La copie

L’original

Depuis une vingtaine d’années, je reçois des demandes d’expertise chaque semaine. Parfois deux, parfois cinq, parfois pas. Mais je dirais en moyenne une bonne centaine par an. La plupart du temps, quand on s’adresse à moi avec un minimum de formes, je réponds et je donne mon impression première, rapide, sans aucun engagement réciproque, et j’explique bien que mon avis n’a aucune valeur juridique ou financière.

 

Je n’ai jamais demandé un centime pour ces avis, que je veux bienveillants – mais qui sont parfois mal perçus. Je le comprends. On pense ou espère avoir trouvé un trésor, et voilà qu’un type qu’on ne connait pas vous explique qu’on n’a rien trouvé du tout. Je comprends aussi que mes avis ne sont pas pris pour argent comptant et que mes interlocuteurs résistent à mes conclusions. Au fond, ça ne change rien pour moi et le seul véritable juge, dans ces cas, c’est le marché…

 

Il m’est arrivé deux ou trois fois d’avoir un début de doute sur ce qu’on me soumettait, mais ça n’a jamais duré. Pourtant, j’aimerais beaucoup pouvoir participer à la découverte d’un Van Gogh perdu !

- **Lignes de données**:
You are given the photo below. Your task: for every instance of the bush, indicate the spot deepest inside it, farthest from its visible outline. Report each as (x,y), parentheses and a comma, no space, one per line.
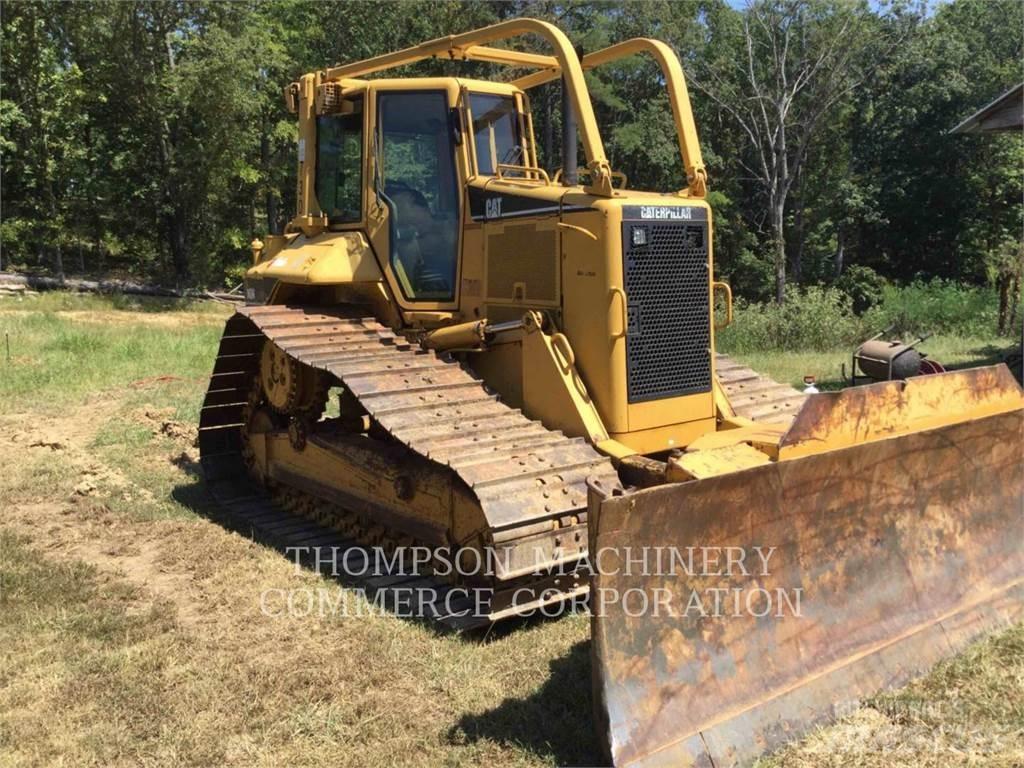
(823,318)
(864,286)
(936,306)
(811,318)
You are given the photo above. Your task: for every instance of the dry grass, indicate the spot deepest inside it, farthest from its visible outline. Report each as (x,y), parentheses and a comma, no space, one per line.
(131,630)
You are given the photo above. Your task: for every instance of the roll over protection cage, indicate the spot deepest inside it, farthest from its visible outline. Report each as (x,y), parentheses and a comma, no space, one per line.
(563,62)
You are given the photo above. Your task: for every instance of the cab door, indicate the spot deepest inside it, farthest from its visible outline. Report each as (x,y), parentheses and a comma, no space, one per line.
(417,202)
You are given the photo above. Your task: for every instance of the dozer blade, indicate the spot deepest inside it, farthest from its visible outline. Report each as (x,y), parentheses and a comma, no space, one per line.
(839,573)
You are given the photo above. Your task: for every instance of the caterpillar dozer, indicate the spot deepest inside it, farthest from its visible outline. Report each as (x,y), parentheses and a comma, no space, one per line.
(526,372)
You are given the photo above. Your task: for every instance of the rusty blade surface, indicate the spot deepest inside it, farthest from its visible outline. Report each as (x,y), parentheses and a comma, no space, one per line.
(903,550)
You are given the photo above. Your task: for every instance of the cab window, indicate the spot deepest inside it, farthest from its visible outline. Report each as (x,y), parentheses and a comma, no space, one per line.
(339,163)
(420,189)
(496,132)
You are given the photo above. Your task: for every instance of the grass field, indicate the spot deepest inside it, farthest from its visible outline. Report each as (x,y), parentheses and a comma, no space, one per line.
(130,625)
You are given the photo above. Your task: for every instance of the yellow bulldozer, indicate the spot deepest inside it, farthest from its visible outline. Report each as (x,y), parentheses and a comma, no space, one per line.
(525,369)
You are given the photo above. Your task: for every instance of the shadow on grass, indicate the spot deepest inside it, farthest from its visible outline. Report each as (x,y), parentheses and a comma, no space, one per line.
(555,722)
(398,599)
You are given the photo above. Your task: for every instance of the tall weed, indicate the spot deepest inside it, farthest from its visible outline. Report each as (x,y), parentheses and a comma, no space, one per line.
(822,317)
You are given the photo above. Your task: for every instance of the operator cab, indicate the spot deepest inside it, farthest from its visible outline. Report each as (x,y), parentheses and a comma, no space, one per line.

- **Exercices**:
- a) Selon le texte fourni, pour quelle raison les avis rendus sont-ils parfois mal perçus ? Répondez en une à trois phrases.
- b) D'après le texte fourni, combien de demandes d'expertise arrivent en moyenne chaque année ?
- c) Recopiez fidèlement le passage du texte fourni qui commence par "Il m’est arrivé" et se poursuit jusqu'à "Gogh perdu !".
Les enregistrements sont tirés d'une autre source.

- **Corrigé**:
- a) Les personnes qui sollicitent un avis pensent ou espèrent avoir trouvé un trésor. Un inconnu vient alors leur expliquer qu'elles n'ont rien trouvé du tout.

- b) Une bonne centaine par an.

- c)
Il m’est arrivé deux ou trois fois d’avoir un début de doute sur ce qu’on me soumettait, mais ça n’a jamais duré. Pourtant, j’aimerais beaucoup pouvoir participer à la découverte d’un Van Gogh perdu !